--- start ---

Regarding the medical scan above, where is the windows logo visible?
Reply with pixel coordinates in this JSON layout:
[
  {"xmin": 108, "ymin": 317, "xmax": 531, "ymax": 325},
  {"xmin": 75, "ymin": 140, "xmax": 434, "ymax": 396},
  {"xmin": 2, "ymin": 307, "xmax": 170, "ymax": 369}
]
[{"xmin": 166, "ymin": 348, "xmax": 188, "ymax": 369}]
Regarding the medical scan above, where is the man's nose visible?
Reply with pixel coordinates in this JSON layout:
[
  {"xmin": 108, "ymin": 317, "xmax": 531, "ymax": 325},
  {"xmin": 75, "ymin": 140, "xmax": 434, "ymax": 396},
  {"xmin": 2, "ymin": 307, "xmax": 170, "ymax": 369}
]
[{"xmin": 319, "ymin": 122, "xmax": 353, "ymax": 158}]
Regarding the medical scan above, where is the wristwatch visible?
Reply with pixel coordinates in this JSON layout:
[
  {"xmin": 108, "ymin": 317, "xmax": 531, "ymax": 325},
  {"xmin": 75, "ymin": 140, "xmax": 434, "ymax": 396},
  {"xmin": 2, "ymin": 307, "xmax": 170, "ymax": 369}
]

--- end ---

**Task to complete**
Please put every line of the entries above into a numbered list, leaving out any blank lines.

**Written response**
1. Regarding the medical scan above, where is the windows logo visible?
2. Reply with pixel coordinates in this JSON layout:
3. [
4.   {"xmin": 108, "ymin": 317, "xmax": 531, "ymax": 325},
5.   {"xmin": 75, "ymin": 140, "xmax": 434, "ymax": 396},
6.   {"xmin": 2, "ymin": 307, "xmax": 170, "ymax": 369}
7. ]
8. [{"xmin": 166, "ymin": 348, "xmax": 188, "ymax": 369}]
9. Regarding the medical scan above, where is the man's nose visible?
10. Reply with pixel coordinates in this JSON layout:
11. [
12.   {"xmin": 108, "ymin": 317, "xmax": 531, "ymax": 325},
13.   {"xmin": 75, "ymin": 140, "xmax": 434, "ymax": 396},
14.   {"xmin": 2, "ymin": 307, "xmax": 170, "ymax": 369}
15. ]
16. [{"xmin": 319, "ymin": 122, "xmax": 353, "ymax": 158}]
17. Regarding the medical scan above, where is the wristwatch visible?
18. Reply with pixel coordinates in this JSON layout:
19. [
20.   {"xmin": 108, "ymin": 317, "xmax": 531, "ymax": 325},
21.   {"xmin": 75, "ymin": 140, "xmax": 434, "ymax": 396},
22.   {"xmin": 2, "ymin": 307, "xmax": 170, "ymax": 369}
23. ]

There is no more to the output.